::: Texto do documento :::

Informação, descentralização, colaboração, passaram a fazer parte da pauta da administração, na tentativa de reduzir o sentimento de poder e posse sobre o conhecimento, e valorizar o crescimento conjunto como parte integrante do sucesso das organizações. A filosofia do ganha-ganha passou a ser estratégia obrigatória para equipes intensivas em conhecimento e focadas em resultado.

A velocidade das mudanças, a globalização, interatividade e conectividade virtual levaram as empresas a descentralizarem suas operações, fomentando células de negócios autônomos e permitindo que filiais em diferentes localidades pudessem prosperar como unidades independentes.

Essa realidade trouxe um novo modelo de administração, com valores diferentes dos anteriormente considerados, focados não unicamente no processo produtivo e fabril, mas, sobretudo no conhecimento e no valor gerado pela informação, independente de onde ela esteja.

Fatos passados como a formação de blocos econômicos (Comunidade Econômica Europeia, Mercosul), a consolidação de potências tecnológicas, a globalização dos diferentes mercados financeiros, conduzem a uma nova orientação econômica, com fortes influências sobre o mercado local. Toda essa realidade trouxe consigo uma preocupação forte com a tecnologia e consequente redução das distâncias proporcionada por ela.

:::

_Tarefa_. Edite o trecho do texto sobre descentralização que abre com as palavras "A velocidade das" e fecha com "como unidades independentes.", substituindo "filiais" por "subsidiárias".

::: Dados da listagem :::

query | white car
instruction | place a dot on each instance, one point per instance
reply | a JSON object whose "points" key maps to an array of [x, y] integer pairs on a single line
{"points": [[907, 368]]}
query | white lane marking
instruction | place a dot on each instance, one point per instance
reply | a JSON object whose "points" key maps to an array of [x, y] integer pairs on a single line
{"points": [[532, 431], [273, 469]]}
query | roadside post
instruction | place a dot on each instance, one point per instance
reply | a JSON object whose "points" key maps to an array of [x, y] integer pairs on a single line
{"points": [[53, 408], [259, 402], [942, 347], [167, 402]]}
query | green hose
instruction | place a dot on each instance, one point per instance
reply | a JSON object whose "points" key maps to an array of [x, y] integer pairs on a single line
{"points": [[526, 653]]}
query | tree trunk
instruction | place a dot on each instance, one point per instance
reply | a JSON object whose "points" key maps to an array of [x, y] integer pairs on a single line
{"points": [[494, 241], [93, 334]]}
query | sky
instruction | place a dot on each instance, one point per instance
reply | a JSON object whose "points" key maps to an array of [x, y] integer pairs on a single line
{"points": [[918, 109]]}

:::

_Resposta do exercício_.
A velocidade das mudanças, a globalização, interatividade e conectividade virtual levaram as empresas a descentralizarem suas operações, fomentando células de negócios autônomos e permitindo que subsidiárias em diferentes localidades pudessem prosperar como unidades independentes.